TRECHO SELECIONADO:
........
Até o fim de março, no acumulado deste ano, os mercados asiáticos como um todo já representavam 44,5% das vendas do Brasil ao exterior. Devem fechar o mês de abril acima de 45%. E, por causa do perfil exportador, a tendência é de aumento da participação.
 
“Numa crise como essa, as pessoas compram menos chapéu de feltro, bolas de tênis, tesouras de jardinagem e bombas de motor para piscina”, afirma um auxiliar do ministro Paulo Guedes. “Mas elas continuam comprando alimentos, proteínas, itens básicos.”
 
Soja, petróleo, minério de ferro, carne bovina, carne de frango e suína são os principais produtos exportados à China pelo Brasil. Mesmo tendo sido o primeiro país atingido pela emergência sanitária, com isolamento de grandes cidades, o gigante asiático comprou quase 5% a mais de produtos brasileiros no primeiro trimestre.
 
Só que agora os chineses estão em recuperação. Outros mercados do continente também já vinham despontando no período janeiro-março – Cingapura (256%), Coreia do Sul (19%), Malásia (15%) – e têm a vantagem relativa de estarem controlando melhor o avanço da pandemia, ou seja, podem abocanhar uma fatia maior das exportações brasileiras ao longo dos próximos meses.
........
Dados de ancoragem de frases

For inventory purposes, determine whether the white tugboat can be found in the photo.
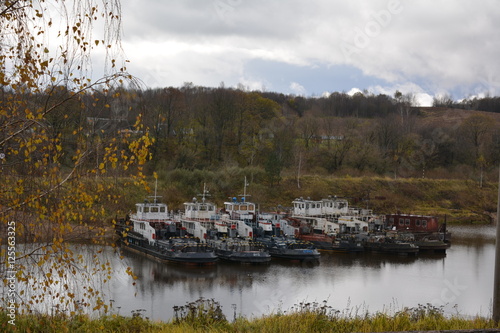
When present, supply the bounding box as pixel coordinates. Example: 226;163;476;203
180;184;221;241
116;179;217;264
222;177;258;238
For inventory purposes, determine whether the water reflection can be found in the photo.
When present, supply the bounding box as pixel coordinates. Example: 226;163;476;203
106;226;494;320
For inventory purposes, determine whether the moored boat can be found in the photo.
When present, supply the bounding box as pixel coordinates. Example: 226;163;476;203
209;238;271;264
257;237;320;261
363;234;419;255
116;184;218;264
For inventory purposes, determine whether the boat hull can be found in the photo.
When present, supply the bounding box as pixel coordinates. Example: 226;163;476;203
121;237;218;265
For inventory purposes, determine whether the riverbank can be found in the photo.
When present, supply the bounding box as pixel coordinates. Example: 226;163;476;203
0;301;500;333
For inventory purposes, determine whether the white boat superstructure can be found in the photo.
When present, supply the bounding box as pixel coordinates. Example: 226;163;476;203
221;177;257;238
130;196;175;244
180;185;220;240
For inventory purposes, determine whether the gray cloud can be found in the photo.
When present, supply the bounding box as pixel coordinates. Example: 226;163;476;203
123;0;500;98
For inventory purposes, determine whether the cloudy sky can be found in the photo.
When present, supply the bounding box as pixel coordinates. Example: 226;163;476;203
118;0;500;105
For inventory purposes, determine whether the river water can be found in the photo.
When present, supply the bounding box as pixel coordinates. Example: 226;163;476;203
101;226;495;320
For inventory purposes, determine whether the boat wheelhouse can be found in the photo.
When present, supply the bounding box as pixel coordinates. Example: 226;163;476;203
292;198;323;216
130;196;176;245
385;214;440;233
221;177;258;238
181;185;221;240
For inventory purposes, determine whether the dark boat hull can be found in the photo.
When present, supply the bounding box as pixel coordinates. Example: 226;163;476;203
215;250;271;264
122;236;218;265
269;248;320;261
364;242;419;255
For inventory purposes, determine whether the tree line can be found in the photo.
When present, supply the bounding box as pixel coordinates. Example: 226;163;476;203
2;83;500;185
........
Escreva a continuação do texto sobre as exportações brasileiras para os mercados asiáticos, começando logo após a última frase apresentada.

 
Já outros mercados importantes para o Brasil, na comparação anual, sofreram um tombo no acumulado do primeiro trimestre: América do Norte (-15%), América do Sul (-13%), Oriente Médio (-27%). As exportações para a União Europeia e para a África apresentam certa estabilidade.
 
Por vários motivos, a equipe econômica acha “de alguma probabilidade” que se tenha um superávit comercial acima do imaginado em 2020. O Ministério da Economia ainda não havia divulgado previsões oficiais e faria uma estimativa agora em abril, mas o prognóstico foi postergado para maio, devido às incertezas. O Banco Central, no mais recente relatório trimestral de inflação (março), projeta um saldo de US$ 33,5 bilhões.
 
Com o câmbio mais alto, menos compras de bens de capital e bens intermediários pela indústria brasileira, o governo acredita que as importações devem cair mais neste do que as exportações. E estende sua avaliação para a balança de serviços: serão menos gastos com turismo no exterior, menos viagens internacionais com companhias aéreas estrangeiras, menos despesas no cartão de crédito fora do país.
 
O Brasil, em matéria de comércio exterior, até que não se sai tão mal pelo fato de estar menos integrado às cadeias globais de produção. O que era um ponto negativo, no meio da crise, virou algo mais ou menos vantajoso.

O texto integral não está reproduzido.